**Work task:**
Drop the pictures and restate the rest of the listing word for word.
*** Data Section Begins ***
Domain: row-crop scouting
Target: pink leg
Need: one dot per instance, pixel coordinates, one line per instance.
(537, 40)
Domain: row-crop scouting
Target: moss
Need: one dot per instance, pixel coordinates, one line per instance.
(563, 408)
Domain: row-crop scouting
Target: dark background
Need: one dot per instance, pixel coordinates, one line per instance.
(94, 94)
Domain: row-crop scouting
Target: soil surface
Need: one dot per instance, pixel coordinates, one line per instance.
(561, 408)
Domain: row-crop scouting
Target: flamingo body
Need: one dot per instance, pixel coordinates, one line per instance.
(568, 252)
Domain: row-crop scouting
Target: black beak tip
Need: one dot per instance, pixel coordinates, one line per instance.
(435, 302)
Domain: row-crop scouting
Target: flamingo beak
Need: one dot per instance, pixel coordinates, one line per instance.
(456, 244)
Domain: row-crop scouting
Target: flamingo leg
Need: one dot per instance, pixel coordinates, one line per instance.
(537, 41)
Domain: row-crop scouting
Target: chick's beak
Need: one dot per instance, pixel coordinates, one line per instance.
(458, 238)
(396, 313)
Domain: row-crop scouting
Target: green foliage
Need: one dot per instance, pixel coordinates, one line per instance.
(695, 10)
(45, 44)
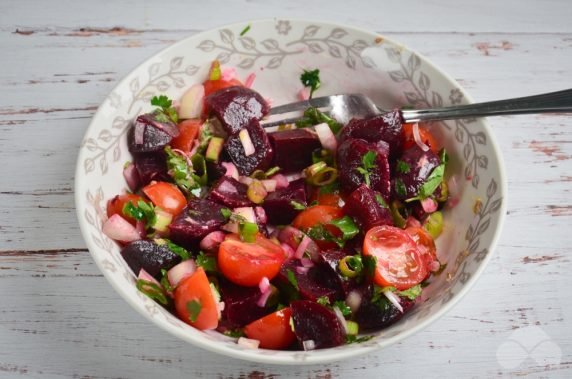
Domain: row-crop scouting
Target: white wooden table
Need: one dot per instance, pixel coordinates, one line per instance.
(59, 59)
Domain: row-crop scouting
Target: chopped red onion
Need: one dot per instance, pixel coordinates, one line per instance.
(119, 229)
(181, 271)
(417, 138)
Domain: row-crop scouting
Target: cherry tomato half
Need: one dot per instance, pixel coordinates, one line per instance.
(426, 137)
(195, 303)
(189, 129)
(245, 263)
(115, 205)
(273, 331)
(399, 262)
(166, 196)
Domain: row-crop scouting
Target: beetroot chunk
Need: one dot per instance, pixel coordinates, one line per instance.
(315, 322)
(413, 169)
(350, 160)
(262, 157)
(199, 218)
(278, 204)
(386, 127)
(230, 192)
(293, 148)
(149, 256)
(365, 208)
(236, 107)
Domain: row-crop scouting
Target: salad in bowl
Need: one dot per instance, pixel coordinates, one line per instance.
(315, 236)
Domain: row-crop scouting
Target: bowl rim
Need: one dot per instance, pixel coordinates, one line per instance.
(317, 356)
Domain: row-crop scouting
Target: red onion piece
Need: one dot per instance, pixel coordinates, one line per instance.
(119, 229)
(181, 271)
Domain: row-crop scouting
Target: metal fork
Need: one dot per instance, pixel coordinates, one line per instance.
(345, 107)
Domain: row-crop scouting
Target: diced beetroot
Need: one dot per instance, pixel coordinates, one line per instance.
(416, 165)
(240, 306)
(278, 204)
(147, 255)
(262, 157)
(236, 107)
(315, 322)
(199, 218)
(386, 127)
(313, 283)
(350, 158)
(293, 148)
(363, 206)
(155, 135)
(151, 166)
(373, 316)
(230, 192)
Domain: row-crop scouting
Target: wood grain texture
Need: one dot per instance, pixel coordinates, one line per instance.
(59, 317)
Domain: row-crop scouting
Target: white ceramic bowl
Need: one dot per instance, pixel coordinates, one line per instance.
(350, 60)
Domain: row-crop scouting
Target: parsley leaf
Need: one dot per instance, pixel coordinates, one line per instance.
(194, 308)
(311, 79)
(368, 163)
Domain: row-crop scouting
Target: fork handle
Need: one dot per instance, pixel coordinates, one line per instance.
(560, 101)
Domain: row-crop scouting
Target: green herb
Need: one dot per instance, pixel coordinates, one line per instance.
(297, 206)
(142, 211)
(342, 306)
(311, 79)
(380, 201)
(402, 167)
(245, 30)
(152, 290)
(368, 164)
(347, 226)
(194, 308)
(323, 300)
(165, 108)
(292, 279)
(312, 116)
(207, 262)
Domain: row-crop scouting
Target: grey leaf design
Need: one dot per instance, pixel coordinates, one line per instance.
(191, 70)
(226, 36)
(397, 76)
(247, 42)
(492, 188)
(480, 138)
(223, 57)
(351, 61)
(134, 85)
(338, 33)
(246, 63)
(154, 69)
(105, 135)
(270, 44)
(207, 45)
(334, 51)
(424, 82)
(315, 48)
(413, 63)
(275, 62)
(176, 63)
(310, 31)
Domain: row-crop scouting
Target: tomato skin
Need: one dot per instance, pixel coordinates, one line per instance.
(426, 137)
(246, 263)
(189, 130)
(399, 262)
(320, 214)
(115, 205)
(273, 331)
(197, 288)
(166, 196)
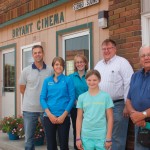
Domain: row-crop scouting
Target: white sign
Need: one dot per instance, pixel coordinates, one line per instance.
*** Data Section Ends ***
**Written answer:**
Domain: row-crop scouting
Target: pink leg
Need: one dot per instance, pixel coordinates, one line per instance.
(537, 40)
Domain: row-crop scouting
Target: moss
Need: one dot per instance, pixel coordinates, one line per instance.
(563, 408)
Domain: row-crop scouting
Target: dark background
Need: one dot per instance, pixel coordinates, one line per instance.
(94, 94)
Domain: row-crop scouting
Target: soil surface
Need: one dot per instance, pixel coordinates, one line per instance.
(561, 408)
Domain: row-crop scouting
Target: flamingo body
Need: one dot per instance, pixel coordinates, one line per instance.
(568, 252)
Domain: row-crop scouting
Target: black beak tip
Need: one dot per instance, pixel coordinates, one line per instance.
(435, 302)
Domain: row-crop scouting
Target: flamingo beak
Need: one dot per instance, pixel coordinates, one line per instance.
(456, 244)
Domain: row-crop scouting
Target: flamingo leg
Need: one dot per instance, pixel coordinates, one line per instance.
(537, 41)
Domain: row-crop scouting
Target: chick's beak
Need: one dot per instance, pixel coordinates, one line per instance.
(458, 238)
(396, 313)
Domain: row-crop scouting
Target: green foliage
Need: one dot per instance, pixel coordinates, one line per instance.
(695, 10)
(45, 44)
Domain: row-crop scouting
Target: white wooden table
Need: one dot per instance, pixel coordinates, one line per instance.
(59, 59)
Domain: row-crop scouting
Target: chopped red onion
Need: one dot per instance, pixel coordinates, one line per instance.
(119, 229)
(181, 271)
(417, 138)
Domain: row-crop scouting
Target: cherry tomato half
Need: one dot per instance, pixel coordinates, one line per instance.
(426, 137)
(195, 303)
(189, 129)
(245, 263)
(115, 205)
(273, 331)
(399, 262)
(166, 196)
Domain: row-crop scouting
Target: beetroot chunk
Need: one dot per instance, pixel coordinates, one line per instance.
(315, 322)
(413, 169)
(350, 160)
(262, 157)
(199, 218)
(278, 204)
(386, 127)
(230, 192)
(293, 148)
(149, 256)
(365, 208)
(236, 107)
Domain: row-crop scouting
Target: salad in bowl
Need: one dot per instance, pixel coordinates, one line per instance.
(315, 236)
Domain: row-crop scouting
Target: bowl rim
Need: one dot per instance, pixel coordinates, one line per instance.
(317, 356)
Domain: row-crop scouting
Target: red onion piece
Need: one dot per instance, pixel coordinates, one line per instance.
(119, 229)
(181, 271)
Domain: row-crop scouting
Target: metal fork
Need: one dot per instance, pixel coordinates, one line per instance.
(345, 107)
Domain: row-crop scouting
Target: diced beetroot
Need: one dot per instance, pixel coordinates, one line per instance.
(416, 165)
(240, 306)
(278, 204)
(147, 255)
(262, 157)
(236, 107)
(315, 322)
(199, 218)
(386, 127)
(313, 283)
(350, 158)
(293, 148)
(363, 206)
(155, 135)
(151, 166)
(373, 316)
(230, 192)
Domain: row-crop scouting
Target: wood grain texture
Need: one dot per instance, pixel coordinates, one line per instance.
(59, 317)
Domain: row-crop scouting
Target: white ceramic bowl
Need: one dot per instance, pixel coordinates, one line per instance.
(350, 60)
Domain: row-crop scouting
Target: parsley leaf
Need: one dot per instance, pixel coordinates, one line per instance.
(194, 308)
(311, 79)
(368, 163)
Domain: row-crop scouting
Target: fork handle
Need: one dot per instance, pixel coordinates, one line per instance.
(560, 101)
Domain: row-crop scouting
Target: green herb
Need: one dot per instance, pixel coordinates, one line per instance.
(297, 206)
(142, 211)
(342, 306)
(311, 79)
(380, 201)
(402, 167)
(245, 30)
(152, 290)
(368, 164)
(347, 226)
(194, 308)
(323, 300)
(165, 108)
(292, 279)
(312, 116)
(207, 262)
Domain: row-crop scouting
Target: grey leaf design
Need: one dot per instance, pixel coordinates, one line per instance.
(191, 70)
(226, 36)
(397, 76)
(247, 42)
(492, 188)
(480, 138)
(223, 57)
(351, 61)
(134, 85)
(338, 33)
(246, 63)
(154, 69)
(105, 135)
(270, 44)
(207, 45)
(334, 51)
(424, 82)
(315, 48)
(413, 63)
(275, 62)
(176, 63)
(310, 31)
Domain: row-crop scouting
Target: tomato skin
Need: one dot per instance, pixel coordinates, one line per instance.
(426, 137)
(246, 263)
(189, 130)
(399, 262)
(320, 214)
(115, 205)
(273, 331)
(197, 288)
(166, 196)
Domain: row-crop scouting
Target: white sign
Need: one dot per instance, pixel coordinates, one line per instance.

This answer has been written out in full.